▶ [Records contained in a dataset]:
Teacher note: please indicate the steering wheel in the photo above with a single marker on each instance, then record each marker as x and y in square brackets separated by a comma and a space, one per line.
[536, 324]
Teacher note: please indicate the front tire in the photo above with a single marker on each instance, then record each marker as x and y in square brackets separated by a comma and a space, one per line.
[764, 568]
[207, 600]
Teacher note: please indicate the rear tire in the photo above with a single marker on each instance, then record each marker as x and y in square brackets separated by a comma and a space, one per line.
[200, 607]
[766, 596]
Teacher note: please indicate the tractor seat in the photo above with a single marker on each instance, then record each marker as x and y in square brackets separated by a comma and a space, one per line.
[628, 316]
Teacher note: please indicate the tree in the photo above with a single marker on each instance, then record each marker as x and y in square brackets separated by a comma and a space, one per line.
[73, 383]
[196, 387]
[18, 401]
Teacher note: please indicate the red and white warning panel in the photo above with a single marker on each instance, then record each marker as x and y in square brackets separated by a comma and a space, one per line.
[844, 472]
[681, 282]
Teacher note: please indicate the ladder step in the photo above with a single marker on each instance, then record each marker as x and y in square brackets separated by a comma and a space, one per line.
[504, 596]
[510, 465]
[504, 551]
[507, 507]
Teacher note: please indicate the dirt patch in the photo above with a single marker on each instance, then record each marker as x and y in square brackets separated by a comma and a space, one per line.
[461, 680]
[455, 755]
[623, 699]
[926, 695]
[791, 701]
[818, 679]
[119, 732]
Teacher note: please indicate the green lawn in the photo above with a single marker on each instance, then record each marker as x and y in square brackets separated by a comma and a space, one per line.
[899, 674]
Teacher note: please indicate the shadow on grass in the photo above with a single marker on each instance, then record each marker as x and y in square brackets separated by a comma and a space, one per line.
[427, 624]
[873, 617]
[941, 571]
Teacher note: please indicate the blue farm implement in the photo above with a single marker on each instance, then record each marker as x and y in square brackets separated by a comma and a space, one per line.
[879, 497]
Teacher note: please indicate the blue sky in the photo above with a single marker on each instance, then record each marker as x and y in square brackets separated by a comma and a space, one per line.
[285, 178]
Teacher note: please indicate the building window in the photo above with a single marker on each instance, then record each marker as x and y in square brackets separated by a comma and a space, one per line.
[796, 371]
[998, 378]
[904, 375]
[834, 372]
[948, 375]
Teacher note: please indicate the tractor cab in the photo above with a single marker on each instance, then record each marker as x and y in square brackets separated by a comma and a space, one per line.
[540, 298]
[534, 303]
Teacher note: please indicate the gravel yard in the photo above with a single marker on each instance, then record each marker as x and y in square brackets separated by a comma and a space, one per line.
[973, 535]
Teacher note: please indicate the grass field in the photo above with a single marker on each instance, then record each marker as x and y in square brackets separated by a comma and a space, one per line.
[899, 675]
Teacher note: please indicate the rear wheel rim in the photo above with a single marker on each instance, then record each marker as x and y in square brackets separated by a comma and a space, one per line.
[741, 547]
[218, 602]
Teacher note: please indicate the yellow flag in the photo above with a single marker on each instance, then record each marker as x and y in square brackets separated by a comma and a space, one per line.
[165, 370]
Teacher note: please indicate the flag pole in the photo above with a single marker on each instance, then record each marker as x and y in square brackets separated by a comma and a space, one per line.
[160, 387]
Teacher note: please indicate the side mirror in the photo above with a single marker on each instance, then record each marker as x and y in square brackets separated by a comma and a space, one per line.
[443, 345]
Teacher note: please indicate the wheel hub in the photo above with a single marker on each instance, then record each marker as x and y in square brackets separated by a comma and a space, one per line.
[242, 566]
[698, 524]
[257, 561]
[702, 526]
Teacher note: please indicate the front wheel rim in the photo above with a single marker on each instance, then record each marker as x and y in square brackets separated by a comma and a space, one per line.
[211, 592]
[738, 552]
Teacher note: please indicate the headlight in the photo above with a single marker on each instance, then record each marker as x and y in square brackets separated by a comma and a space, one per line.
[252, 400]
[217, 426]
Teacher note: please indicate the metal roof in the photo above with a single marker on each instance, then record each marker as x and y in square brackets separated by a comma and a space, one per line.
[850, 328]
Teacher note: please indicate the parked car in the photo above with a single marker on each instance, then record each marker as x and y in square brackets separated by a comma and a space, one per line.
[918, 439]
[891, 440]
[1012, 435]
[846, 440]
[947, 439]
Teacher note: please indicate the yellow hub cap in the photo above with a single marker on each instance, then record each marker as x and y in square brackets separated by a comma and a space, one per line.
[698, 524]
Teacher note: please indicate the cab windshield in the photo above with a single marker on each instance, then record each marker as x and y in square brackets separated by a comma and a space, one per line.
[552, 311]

▶ [Direction]:
Reproduce each entry word for word.

▶ [Full answer]:
Teacher note: please indicate the steering wheel in the photo above with a single marker on each instance, then record each marker as x and y in square brackets separated by a comma and a space, one per line.
[536, 324]
Teacher note: please indicate the front tire in the photo above with a single marker on each instance, then record each marker as x and y in square brackets separated by a comma and a space, one per line.
[764, 568]
[207, 600]
Teacher note: please indicate the rear tire in the photo above with a single marker on each instance, then record each marker as x and y in square brackets separated by a comma and a space, one per line.
[200, 607]
[766, 596]
Teacher note: please indicate the tractor seat in the photo above with a single marker on each instance, then record each marker as x and y in square brackets separated by a comma and a space, one per line.
[628, 316]
Teacher note: please indicate the tree in the photo above with a single marker on each instance, then record each marker as x and y in square brackets separated by a comma and a space, one per line.
[73, 383]
[196, 387]
[18, 401]
Teacher note: please indicate the red and white warning panel in the photo above with a single marker on each instance, then record each marker as x and y in square brackets separated by a comma and a space, one per line.
[844, 472]
[681, 282]
Teacher note: please indicate the ladder step in the photo above with a single marker on each instance, then record each marker as x and y in square brackets separated by a comma and a space, one per line.
[504, 596]
[510, 465]
[504, 551]
[507, 507]
Teacher note: please indicate the dirt patch in the photo above with a single marker on each instance, then record each marker as x and y in square brackets separated by a comma and a space, one per line.
[461, 680]
[455, 755]
[623, 699]
[926, 695]
[791, 701]
[818, 679]
[119, 732]
Teacher note: please indicate the green lawn in the photo above with a single marker on each instance, then record each marker as x and y in square brackets separated by a comma and a space, one per line.
[899, 674]
Teacher note: please indicate the shadow on grass in the photo above with a single marker on each instance, then record each marker as x and y in square brackets separated by a comma and a space, one per line.
[427, 624]
[873, 617]
[941, 571]
Teacher note: please indicate the blue farm implement in the photo above with a single marker on each instance, then record each marker as x and y in square brackets separated by a comma and a space, one per line.
[879, 497]
Teacher note: please indicate the blue sky in the photo above with a single marker on each instance, then record each marker as x and y in square brackets separated by a comma and a space, one per line.
[285, 178]
Teacher note: please indicate the building window in the photo above with a single marker on each instance, then record each marker as x and y in square brackets separated by a comma and a space, one per line.
[796, 371]
[998, 378]
[904, 375]
[834, 372]
[948, 375]
Teacher note: please indicate the tractor cab in the photo above with a single marker on each instance, then record each marker as x and y in square brackets separated by a comma and a space, one per line.
[540, 298]
[534, 303]
Teacher note: please indicate the gravel yard in the photo above with a single marker on each instance, then record each marker as x and y in square brackets separated by a comma and a space, one per line.
[973, 535]
Teacher note: please indicate the grass field in the photo above with a single marker on each instance, then record each marker as x and y in square brackets separated by a comma and a space, one per line.
[899, 675]
Teacher note: please indicate the rear wheel rim in the photo above with a single marker on each instance, then record each marker as x and y in square brackets separated by a comma and a space, one per line.
[741, 547]
[218, 602]
Teacher note: please indicate the yellow flag in the photo above with a single marker on each instance, then record each marker as x and y in square brackets separated by a comma and a space, one per line.
[165, 370]
Teacher note: please indicate the flag pole in the photo above with a single marker on each instance, then record each marker as x and y in square brackets separated by a comma and a space, one per line.
[160, 387]
Teacher note: please indicate the side mirror in the photo above with a single marker on each instance, then record each marker as x and y in square brackets separated by a comma and a space, one per line.
[443, 345]
Teacher note: please indicate the wheel hub in the photo above with a single marker on each instance, then record each marker as x and y in square brackets separated by a comma and a space, one per line.
[242, 566]
[698, 524]
[257, 561]
[702, 526]
Teacher note: please indicate the front wheel rim in the photo above with a single marker on each instance, then record each marker as x and y in square brackets separated by a comma and a space, one per line.
[211, 592]
[738, 552]
Teacher note: please indicate the headlight in the photo above with a single marker on each instance, then record each marker as x and y in square brackets separated by a comma and a space, one per line.
[252, 400]
[217, 426]
Teacher note: please indicate the metal roof in the photo above with a single marker on each instance, then record each marker as x and y in square brackets separated by a comma and a space, one per line.
[850, 328]
Teacher note: please indicate the parked car in the photo above with a single marker on each instance, then record each marker as x and y in square brackets separated by a comma and a space, one per line.
[918, 439]
[891, 440]
[1012, 435]
[846, 440]
[947, 439]
Teacher note: please indicate the yellow hub cap in the photo above with a single marker on each instance, then record each marker as x and y in square brackets separated by a comma and a space, one per line.
[698, 524]
Teacher note: please indicate the cab windshield in the photo above with a single marker on each instance, then record each marker as x and y in square brackets separated by a comma and a space, one per line.
[552, 311]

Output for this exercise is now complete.